- [EXTRACTO SELECCIONADO]
▬▬▬
Esta opción radical eliminaría además los innegables beneficios pastorales a los que ha conducido la
distinción bautismo / confirmación, es decir, la articulación de dos momentos bautismales: el primero
como pura recepción del don de la fe en el bautismo del bebé; y el segundo como renovación
consciente e interiorizada de la profesión de fe del bautismo por el confirmando más mayor, tras un
tiempo de profundización catequética.

La confirmación de niños y preadolescentes desde la edad de la razón (entre 7 y 12/13 años)
Confirmar a niños desde que éstos han llegado a la edad de la “discreción”, es decir tan pronto como tienen
acceso a una primera experiencia consciente de Dios, sigue siendo la opción  preferencial de los documentos oficiales del Magisterio: el Ritual de la confirmación (Orientaciones doctrinales y pastorales, nº 11), el Código de derecho canónico (canon nº 891) y el Catecismo de la Iglesia Católica (nº 1307).
Esta edad tan precoz todavía se mantiene parcialmente en algunos países mediterráneos (España, Italia,
Portugal)  y en América Latina, incluso cuando la evolución a lo largo del s. XX (especialmente tras el
decreto Quam singulari de Pío X en 1910 en que se instauraba la comunión desde la edad de la razón)
conducía más bien a la siguiente secuencia, practicada igualmente en determinadas regiones de Suiza y
Bélgica: primera comunión precedida de la primera confesión hacia los 7-8 años retrasando luego la
confirmación hasta los 11-12 años.
 
Al constatar que este modo de actuar funciona más bien como un “proceso de conclusión” más que de
verdadera iniciación -lo cual vale igualmente sobre todo para Francia y para Bélgica  en lo que respecta a la
antigua “comunión solemne”, convertida muy pronto en “profesión de fe” (a los 12 años), lo cual constituía el punto final de la catequesis y, en correspondencia, el tiempo de la “desaparición” de los catequizados de
la vida eclesial- muchos teólogos, obispos y conferencias episcopales propusieron estos últimos años
renovar por completo y a fondo la fórmula de iniciación cristiana de los niños. Así, una “Nota” de la
Conferencia episcopal italiana sobre la iniciación  presenta un modelo que suscriben no sólo otros obispos de Canadá (especialmente los obispos de Otawa, de Saint Jean de Longueil y de Québec), de Bélgica (como Mon. André-Mustien Léonard, antiguo obispo de Namur y nuevo arzobispo de Malinas-Bruselas), o de Francia (la diócesis de Fréjus entre otras), sino también teólogos pastoralistas como André Fossion.
▬▬▬
- [LISTADO]
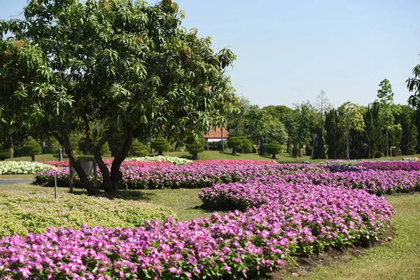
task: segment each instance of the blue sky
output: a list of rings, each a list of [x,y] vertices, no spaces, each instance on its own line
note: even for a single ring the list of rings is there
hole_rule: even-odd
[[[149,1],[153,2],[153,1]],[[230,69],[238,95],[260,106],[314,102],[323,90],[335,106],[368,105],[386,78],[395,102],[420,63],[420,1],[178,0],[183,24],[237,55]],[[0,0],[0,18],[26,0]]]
▬▬▬
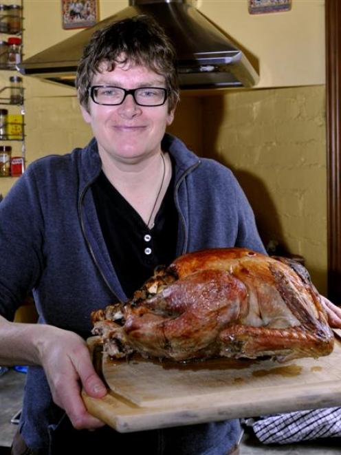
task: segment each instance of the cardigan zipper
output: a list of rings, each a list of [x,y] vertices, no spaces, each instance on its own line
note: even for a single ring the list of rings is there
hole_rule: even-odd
▬▬▬
- [TAREA PROPUESTA] Reescriba el pasaje del extracto sobre la confirmación que comienza con "Esta opción radical" y continúa hasta "y 12/13 años)", sustituyendo "bebé" por "recién nacido".

- [RESPUESTA CORRECTA]
Esta opción radical eliminaría además los innegables beneficios pastorales a los que ha conducido la
distinción bautismo / confirmación, es decir, la articulación de dos momentos bautismales: el primero
como pura recepción del don de la fe en el bautismo del recién nacido; y el segundo como renovación
consciente e interiorizada de la profesión de fe del bautismo por el confirmando más mayor, tras un
tiempo de profundización catequética.

La confirmación de niños y preadolescentes desde la edad de la razón (entre 7 y 12/13 años)